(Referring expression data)
■ ■ ■ ■ ■ ■ ■

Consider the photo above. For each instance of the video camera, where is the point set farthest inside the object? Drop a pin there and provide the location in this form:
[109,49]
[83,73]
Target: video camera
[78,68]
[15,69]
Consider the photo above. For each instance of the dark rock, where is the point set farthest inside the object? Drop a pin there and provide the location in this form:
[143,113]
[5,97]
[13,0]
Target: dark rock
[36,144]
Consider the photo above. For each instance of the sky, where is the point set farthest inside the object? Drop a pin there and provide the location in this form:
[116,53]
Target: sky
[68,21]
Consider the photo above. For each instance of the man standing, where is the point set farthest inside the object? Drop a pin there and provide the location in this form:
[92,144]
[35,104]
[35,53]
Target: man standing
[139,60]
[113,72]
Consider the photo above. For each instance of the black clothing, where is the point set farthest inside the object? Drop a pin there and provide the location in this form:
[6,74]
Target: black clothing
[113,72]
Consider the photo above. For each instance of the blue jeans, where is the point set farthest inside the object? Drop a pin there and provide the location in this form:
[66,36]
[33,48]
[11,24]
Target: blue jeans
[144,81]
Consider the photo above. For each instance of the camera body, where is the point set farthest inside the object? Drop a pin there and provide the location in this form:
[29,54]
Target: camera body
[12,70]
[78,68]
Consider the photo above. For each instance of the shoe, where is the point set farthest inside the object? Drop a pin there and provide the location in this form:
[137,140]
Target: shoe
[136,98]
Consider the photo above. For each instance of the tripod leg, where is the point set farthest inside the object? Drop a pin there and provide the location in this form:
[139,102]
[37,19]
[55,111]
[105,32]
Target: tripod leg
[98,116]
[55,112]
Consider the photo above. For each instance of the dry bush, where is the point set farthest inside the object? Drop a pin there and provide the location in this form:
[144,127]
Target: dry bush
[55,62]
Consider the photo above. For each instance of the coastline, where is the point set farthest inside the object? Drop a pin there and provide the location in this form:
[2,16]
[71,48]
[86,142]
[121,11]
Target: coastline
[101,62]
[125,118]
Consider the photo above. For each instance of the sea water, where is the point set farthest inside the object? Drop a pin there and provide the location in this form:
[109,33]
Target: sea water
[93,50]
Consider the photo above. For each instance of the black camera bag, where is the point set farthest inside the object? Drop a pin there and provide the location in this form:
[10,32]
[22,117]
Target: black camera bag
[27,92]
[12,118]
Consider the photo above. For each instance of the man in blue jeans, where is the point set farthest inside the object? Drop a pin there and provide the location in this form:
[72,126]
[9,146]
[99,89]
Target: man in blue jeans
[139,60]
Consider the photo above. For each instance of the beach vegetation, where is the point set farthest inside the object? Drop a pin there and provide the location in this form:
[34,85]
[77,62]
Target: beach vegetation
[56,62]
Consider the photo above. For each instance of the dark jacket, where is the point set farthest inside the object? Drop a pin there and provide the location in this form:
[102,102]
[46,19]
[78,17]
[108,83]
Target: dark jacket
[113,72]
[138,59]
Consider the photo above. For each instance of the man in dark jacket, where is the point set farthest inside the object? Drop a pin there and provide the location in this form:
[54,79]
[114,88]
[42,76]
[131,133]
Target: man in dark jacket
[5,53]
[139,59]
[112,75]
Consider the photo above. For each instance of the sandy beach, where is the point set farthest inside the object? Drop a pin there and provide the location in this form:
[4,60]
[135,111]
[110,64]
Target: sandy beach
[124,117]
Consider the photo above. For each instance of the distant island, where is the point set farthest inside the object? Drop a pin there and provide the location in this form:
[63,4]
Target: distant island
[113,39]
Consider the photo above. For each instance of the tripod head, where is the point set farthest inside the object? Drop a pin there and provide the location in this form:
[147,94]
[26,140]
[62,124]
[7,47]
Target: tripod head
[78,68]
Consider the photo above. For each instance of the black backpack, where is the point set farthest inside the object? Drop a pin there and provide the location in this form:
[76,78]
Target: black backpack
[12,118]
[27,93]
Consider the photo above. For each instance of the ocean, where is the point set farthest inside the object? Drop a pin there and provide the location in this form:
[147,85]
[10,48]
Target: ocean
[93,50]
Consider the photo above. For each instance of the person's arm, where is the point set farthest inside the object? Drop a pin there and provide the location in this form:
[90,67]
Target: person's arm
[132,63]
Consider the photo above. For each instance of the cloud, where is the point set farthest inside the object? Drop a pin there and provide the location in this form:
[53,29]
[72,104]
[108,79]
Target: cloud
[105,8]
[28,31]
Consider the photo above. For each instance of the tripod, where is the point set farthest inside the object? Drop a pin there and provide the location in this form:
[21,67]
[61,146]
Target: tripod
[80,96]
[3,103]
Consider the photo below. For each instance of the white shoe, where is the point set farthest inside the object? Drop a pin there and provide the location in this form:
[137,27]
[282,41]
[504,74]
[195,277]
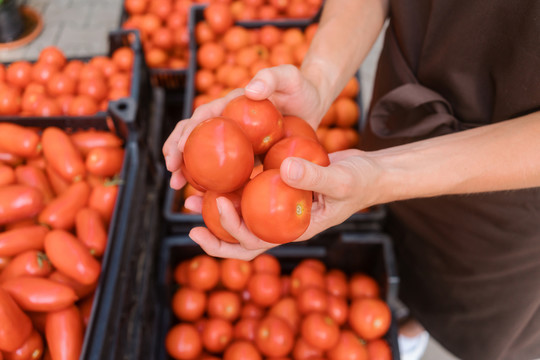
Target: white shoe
[412,348]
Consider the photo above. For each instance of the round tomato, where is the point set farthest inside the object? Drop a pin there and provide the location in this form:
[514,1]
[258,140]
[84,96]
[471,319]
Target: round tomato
[369,318]
[267,201]
[183,342]
[296,146]
[218,155]
[274,337]
[260,120]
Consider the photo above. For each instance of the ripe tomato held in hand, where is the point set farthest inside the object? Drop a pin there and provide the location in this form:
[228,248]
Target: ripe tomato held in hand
[274,211]
[218,155]
[260,120]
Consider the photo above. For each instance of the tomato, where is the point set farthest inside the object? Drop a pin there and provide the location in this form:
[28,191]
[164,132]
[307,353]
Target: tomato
[183,342]
[287,309]
[61,212]
[295,146]
[245,328]
[260,120]
[267,200]
[19,202]
[218,155]
[224,304]
[70,256]
[349,347]
[33,176]
[91,231]
[235,273]
[264,288]
[19,140]
[32,348]
[219,17]
[64,333]
[211,215]
[363,285]
[216,335]
[19,74]
[52,55]
[266,263]
[188,304]
[241,350]
[320,330]
[274,337]
[61,154]
[16,325]
[203,272]
[39,294]
[369,318]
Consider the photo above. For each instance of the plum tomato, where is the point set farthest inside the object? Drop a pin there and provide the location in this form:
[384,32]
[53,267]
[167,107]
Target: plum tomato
[260,120]
[273,210]
[218,155]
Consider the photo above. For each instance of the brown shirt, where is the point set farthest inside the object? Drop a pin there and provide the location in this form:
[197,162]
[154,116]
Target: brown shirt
[469,265]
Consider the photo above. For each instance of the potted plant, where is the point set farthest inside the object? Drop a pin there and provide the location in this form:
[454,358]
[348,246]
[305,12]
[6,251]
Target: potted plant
[11,21]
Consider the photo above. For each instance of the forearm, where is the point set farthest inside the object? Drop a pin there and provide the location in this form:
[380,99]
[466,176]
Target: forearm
[502,156]
[346,33]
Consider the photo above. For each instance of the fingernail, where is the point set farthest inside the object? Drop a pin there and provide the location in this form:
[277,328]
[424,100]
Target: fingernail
[255,86]
[295,170]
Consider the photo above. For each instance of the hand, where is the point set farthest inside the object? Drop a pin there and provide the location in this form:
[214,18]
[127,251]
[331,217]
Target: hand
[341,189]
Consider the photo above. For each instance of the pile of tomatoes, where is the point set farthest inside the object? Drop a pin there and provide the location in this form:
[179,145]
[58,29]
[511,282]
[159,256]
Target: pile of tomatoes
[233,309]
[55,86]
[57,196]
[163,24]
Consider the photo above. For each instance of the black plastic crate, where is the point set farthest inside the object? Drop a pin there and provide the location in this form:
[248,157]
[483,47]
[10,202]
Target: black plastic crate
[369,252]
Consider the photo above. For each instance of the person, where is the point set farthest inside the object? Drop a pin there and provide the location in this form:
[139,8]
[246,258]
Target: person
[451,145]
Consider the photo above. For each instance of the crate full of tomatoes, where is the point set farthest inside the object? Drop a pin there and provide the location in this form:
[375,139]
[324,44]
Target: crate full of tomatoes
[66,190]
[328,298]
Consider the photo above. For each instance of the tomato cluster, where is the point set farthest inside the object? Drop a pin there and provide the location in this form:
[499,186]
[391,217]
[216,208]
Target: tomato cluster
[234,309]
[57,196]
[55,86]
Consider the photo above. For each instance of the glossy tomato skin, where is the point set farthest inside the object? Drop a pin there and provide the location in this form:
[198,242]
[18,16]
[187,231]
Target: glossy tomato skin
[260,120]
[211,217]
[274,211]
[296,146]
[218,155]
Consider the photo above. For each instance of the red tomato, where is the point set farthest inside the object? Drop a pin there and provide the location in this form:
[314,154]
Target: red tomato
[64,333]
[16,325]
[242,350]
[274,337]
[19,202]
[62,155]
[296,146]
[369,318]
[211,217]
[32,348]
[61,212]
[91,231]
[218,155]
[260,120]
[203,272]
[267,201]
[224,304]
[27,263]
[235,273]
[189,304]
[320,330]
[39,294]
[264,289]
[183,342]
[348,347]
[70,256]
[19,140]
[216,335]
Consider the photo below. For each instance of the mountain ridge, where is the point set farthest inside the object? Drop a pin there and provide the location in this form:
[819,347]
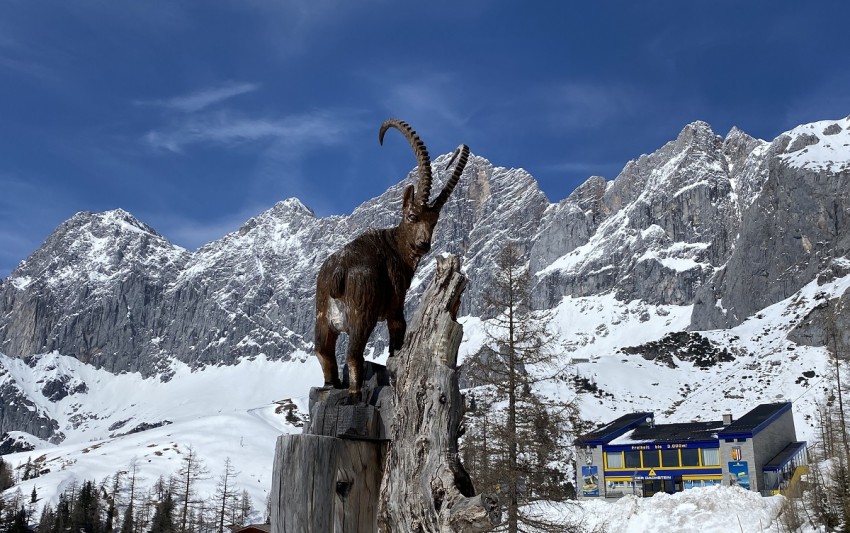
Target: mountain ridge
[675,228]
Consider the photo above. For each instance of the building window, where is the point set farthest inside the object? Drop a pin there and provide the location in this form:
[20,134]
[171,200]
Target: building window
[632,459]
[710,457]
[614,459]
[670,458]
[650,459]
[690,457]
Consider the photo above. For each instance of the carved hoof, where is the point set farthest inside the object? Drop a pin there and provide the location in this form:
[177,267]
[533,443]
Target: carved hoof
[332,384]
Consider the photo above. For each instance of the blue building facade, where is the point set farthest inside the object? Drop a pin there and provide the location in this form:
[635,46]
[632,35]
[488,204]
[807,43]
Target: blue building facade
[633,455]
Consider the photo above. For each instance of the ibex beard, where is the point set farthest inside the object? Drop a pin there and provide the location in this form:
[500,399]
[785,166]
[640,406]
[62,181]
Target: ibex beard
[366,282]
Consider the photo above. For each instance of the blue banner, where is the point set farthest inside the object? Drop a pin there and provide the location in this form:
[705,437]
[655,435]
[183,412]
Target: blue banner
[739,474]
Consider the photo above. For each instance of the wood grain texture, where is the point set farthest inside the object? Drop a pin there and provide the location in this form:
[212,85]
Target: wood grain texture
[425,487]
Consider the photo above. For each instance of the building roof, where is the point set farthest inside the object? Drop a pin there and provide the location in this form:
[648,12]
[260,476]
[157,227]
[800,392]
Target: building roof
[636,428]
[756,420]
[785,456]
[612,430]
[680,432]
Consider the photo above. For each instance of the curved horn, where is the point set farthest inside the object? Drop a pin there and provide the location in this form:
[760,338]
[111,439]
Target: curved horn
[462,156]
[423,160]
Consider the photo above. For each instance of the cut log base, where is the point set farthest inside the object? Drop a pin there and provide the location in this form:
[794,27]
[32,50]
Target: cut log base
[388,462]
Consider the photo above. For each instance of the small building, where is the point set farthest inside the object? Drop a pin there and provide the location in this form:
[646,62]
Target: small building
[633,455]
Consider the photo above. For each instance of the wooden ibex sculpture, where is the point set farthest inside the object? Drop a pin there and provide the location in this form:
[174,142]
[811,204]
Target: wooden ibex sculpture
[366,282]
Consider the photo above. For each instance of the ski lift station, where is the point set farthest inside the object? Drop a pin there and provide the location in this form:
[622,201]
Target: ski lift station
[633,455]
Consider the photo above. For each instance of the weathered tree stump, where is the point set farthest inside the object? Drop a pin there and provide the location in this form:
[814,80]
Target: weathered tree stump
[325,484]
[425,487]
[346,476]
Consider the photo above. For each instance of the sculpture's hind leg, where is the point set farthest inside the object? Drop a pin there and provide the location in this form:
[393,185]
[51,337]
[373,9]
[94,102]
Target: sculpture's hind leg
[396,327]
[325,345]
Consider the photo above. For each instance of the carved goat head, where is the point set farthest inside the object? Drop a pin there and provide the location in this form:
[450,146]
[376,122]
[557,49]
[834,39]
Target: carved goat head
[419,217]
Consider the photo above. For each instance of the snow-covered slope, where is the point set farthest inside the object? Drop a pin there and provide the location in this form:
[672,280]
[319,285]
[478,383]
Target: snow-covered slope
[698,282]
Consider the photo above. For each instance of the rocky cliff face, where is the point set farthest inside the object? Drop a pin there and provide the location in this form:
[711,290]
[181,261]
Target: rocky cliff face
[794,229]
[110,291]
[728,225]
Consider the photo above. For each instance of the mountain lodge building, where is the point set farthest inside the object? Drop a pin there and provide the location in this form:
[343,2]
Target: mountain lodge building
[633,455]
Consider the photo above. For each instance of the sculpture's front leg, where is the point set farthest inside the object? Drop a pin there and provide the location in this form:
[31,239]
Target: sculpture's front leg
[325,346]
[357,340]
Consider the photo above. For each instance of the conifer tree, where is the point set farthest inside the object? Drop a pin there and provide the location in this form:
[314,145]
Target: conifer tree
[163,521]
[6,479]
[191,471]
[85,514]
[224,495]
[518,433]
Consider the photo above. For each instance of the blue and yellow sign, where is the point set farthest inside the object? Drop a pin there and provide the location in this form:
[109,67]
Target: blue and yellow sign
[590,480]
[739,474]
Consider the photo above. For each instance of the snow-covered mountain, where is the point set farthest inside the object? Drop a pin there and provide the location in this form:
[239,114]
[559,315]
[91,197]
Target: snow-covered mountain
[699,281]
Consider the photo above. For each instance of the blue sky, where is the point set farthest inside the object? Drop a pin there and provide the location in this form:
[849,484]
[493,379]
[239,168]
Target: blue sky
[196,115]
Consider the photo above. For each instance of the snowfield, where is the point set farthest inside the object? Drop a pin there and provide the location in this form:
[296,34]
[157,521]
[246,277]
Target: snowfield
[231,411]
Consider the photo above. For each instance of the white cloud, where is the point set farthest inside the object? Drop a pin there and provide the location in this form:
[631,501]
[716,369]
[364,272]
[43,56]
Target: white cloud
[226,128]
[203,98]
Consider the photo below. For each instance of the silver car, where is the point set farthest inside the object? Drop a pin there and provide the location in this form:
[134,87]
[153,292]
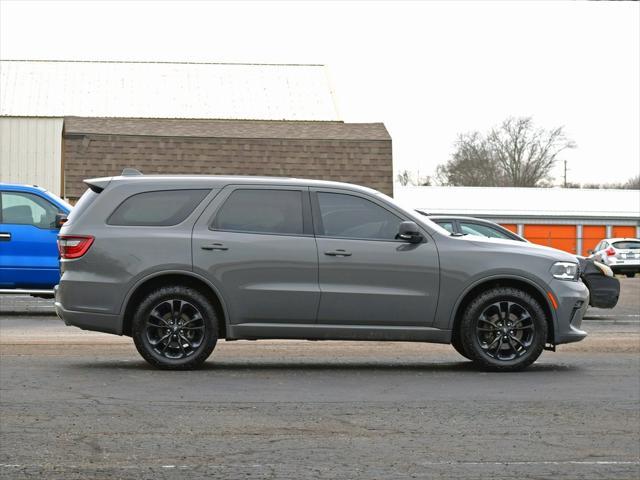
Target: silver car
[177,262]
[622,255]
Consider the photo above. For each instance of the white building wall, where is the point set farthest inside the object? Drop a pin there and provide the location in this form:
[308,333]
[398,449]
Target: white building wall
[31,151]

■ ■ ■ ■ ■ ■ ■

Look through the records above and please copy every line in which the string "below" occurs.

Consider the photo below. For each instance of the white shoe, where is the point set farthest inside the object? Drop a pin there and provide the location in this form:
Consider the photo below. For each instance of the mountain ridge, where is the point set farthest inside the object? Drop a pin there and provide the location in this form:
Consider the photo below. For each instance of the silver car, where is the point set farthest inside the object? Drop a pin there and provide the location in this form:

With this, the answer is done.